> **Required actions**
1) Retype the passage of the biography of Hīria Kokoro Tiratahi from "Hīria was a" to "Tī and Mākareta." word for word.
2) According to the biography of Hīria Kokoro Tiratahi, where did she and William Gray marry?
3) Carry on writing the biography of Hīria Kokoro Tiratahi from the point where it stops.

> **Text shown**
This biography has been re-published in full with permission. Licensed by Manatū Taonga Ministry for Culture and Heritage for re-use under the Creative Commons Attribution-NonCommercial 3.0 New Zealand Licence. This biography, written by Hiria Moffat, was first published in the Dictionary of New Zealand Biography in 1996. It was updated in November, 2010. It was translated into te reo Māori by the Dictionary of New Zealand Biography team.
Born: 3 June 1870, New Zealand
Died: 4 September 1943
Country most active: New Zealand
Also known as: Hīria Kokoro Tiratahi, Hiria Kokoro-Gray
Hīria Kokoro Tiratahi was born, according to family information, on 3 June 1870, possibly at Tuahiwi in Canterbury. Her father was Ngāi Tahu and Ngāti Māmoe chief Hēnare Kokoro Tiratahi of Waipōpō, near Temuka, and her mother was Mere Pukuwaitai Kāhaki. Hīria had one younger brother, Namana, who died as a young child. Her hapū included Ngāti Huirapa, Ngāi Tūāhuriri and, through her mother, Ngāti Pūneke. In later life she was often known as Taua Hīria.
Hīria was a strong-willed and beautiful girl. Little is known of her education, but she was literate in Māori. As the only survivor of her line of descent she was her father’s heir. Consequently, a customary marriage was arranged, but in 1890 she eloped with William Gray, a labourer; they married on 19 June at Fortrose, near the mouth of the Mataura River. Her parents quickly forgave her, so she returned with her husband to Arowhenua pā where she brought up their three daughters: Irihāpeti, Mere Tī and Mākareta.

> **Dataset**
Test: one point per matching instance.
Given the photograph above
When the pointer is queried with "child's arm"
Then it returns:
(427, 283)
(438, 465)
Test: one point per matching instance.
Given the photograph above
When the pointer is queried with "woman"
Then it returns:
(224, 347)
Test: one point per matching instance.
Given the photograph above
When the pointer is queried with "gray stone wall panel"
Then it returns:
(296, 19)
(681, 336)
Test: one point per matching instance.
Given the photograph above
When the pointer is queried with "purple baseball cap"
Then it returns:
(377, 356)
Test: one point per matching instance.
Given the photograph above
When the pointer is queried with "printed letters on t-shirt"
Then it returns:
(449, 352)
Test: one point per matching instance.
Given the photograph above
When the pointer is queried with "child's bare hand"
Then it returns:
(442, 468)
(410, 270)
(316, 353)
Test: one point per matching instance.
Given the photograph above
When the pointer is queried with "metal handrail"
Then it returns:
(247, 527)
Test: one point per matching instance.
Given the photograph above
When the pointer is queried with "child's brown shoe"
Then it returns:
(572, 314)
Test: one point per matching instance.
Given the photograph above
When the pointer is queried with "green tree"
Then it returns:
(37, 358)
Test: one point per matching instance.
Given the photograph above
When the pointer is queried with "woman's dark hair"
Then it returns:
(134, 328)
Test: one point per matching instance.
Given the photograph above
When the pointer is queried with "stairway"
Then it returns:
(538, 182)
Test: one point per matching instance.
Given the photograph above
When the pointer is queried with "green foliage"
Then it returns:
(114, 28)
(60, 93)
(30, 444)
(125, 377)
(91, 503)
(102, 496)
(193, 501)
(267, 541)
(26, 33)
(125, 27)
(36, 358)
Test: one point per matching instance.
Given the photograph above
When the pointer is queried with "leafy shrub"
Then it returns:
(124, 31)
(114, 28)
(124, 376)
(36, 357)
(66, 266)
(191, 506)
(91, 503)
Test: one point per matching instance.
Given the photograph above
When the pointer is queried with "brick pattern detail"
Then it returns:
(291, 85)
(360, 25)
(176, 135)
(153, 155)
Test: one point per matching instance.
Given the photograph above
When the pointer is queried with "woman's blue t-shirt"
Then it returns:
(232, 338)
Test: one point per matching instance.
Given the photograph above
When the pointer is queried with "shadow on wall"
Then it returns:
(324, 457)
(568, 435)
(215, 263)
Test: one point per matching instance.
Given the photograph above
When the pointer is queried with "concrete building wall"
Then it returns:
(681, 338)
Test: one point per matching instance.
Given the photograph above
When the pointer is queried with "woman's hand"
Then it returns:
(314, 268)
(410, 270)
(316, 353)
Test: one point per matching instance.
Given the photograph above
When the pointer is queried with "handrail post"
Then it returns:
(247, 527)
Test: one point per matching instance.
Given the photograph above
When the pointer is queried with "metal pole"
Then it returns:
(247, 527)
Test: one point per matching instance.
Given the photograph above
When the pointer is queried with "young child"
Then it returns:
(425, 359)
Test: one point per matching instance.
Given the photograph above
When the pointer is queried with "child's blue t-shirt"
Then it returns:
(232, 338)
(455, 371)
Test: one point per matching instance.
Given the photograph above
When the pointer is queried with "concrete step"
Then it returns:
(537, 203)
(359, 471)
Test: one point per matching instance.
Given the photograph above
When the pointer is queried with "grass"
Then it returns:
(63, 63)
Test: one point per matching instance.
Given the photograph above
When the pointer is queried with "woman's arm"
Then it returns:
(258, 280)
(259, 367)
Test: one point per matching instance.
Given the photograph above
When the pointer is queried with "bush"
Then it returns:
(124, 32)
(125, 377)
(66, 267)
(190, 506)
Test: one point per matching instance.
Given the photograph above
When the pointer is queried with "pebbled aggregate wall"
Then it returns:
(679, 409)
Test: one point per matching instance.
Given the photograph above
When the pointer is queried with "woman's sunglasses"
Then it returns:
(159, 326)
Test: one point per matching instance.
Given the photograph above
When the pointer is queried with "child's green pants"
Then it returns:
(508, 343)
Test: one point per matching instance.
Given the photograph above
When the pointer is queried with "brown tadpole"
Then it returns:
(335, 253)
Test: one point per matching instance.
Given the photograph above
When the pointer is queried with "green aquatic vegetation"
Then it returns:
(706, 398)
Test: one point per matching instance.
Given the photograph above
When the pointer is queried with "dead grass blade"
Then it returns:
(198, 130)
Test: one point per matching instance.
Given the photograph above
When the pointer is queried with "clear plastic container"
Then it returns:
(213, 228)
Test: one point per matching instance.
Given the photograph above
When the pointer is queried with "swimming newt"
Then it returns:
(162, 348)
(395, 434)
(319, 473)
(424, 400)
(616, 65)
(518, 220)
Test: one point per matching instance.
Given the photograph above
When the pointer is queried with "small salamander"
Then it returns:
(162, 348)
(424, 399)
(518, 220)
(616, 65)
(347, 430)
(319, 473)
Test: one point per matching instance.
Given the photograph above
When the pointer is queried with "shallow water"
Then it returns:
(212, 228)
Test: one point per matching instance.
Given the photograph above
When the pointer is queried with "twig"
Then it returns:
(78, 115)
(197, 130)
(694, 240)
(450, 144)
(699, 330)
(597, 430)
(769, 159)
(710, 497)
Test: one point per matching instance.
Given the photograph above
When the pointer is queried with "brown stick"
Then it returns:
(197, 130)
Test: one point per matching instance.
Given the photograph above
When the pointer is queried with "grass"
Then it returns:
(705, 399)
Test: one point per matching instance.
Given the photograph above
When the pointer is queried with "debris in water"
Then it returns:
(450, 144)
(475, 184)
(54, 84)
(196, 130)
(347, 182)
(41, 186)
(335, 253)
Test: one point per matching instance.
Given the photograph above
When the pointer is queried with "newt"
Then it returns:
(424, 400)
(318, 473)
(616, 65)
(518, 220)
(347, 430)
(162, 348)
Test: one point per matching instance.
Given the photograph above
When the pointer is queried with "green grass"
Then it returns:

> **Answers per task**
1)
Hīria was a strong-willed and beautiful girl. Little is known of her education, but she was literate in Māori. As the only survivor of her line of descent she was her father’s heir. Consequently, a customary marriage was arranged, but in 1890 she eloped with William Gray, a labourer; they married on 19 June at Fortrose, near the mouth of the Mataura River. Her parents quickly forgave her, so she returned with her husband to Arowhenua pā where she brought up their three daughters: Irihāpeti, Mere Tī and Mākareta.

2) They married at Fortrose, near the mouth of the Mataura River.

3)
William died of pneumonia in 1895 when Hīria was only 24. She spent the next eight years with her parents, absorbing the attributes necessary for leadership, and the duties and obligations of a chief: to seek the welfare of her people and to uphold the Treaty of Waitangi. She was trained in whakapapa, karakia and waiata for every occasion as well as the rituals associated with different harvests and seasons. She also learned the arts and skills of her mother, cutting flax and ribbonwood for baskets, piupiu, cloaks, headbands and sandals, rubbing flax on her thigh to prepare it for weaving and dyeing.
In 1902 or 1903, at Temuka, Hīria married Francis George Te Hau Barrett (Pareti), a grandson of the whaler Dicky Barrett. They lived at Hīria’s homestead, Te Raupū, at Waipōpō, and were to have five daughters (Kiti, Hīria, Hine, Ihipera and Ema) and two sons (Hēnare Tiratahi Kokoro and Malta Tehau). Two other sons, Basil and Teoti, died in infancy. All these children, and those of Hīria’s first marriage, were brought up at Waipōpō. She spoke Māori to them at home but sent them to Arowhenua Native School, where she knew Māori was forbidden, to be educated.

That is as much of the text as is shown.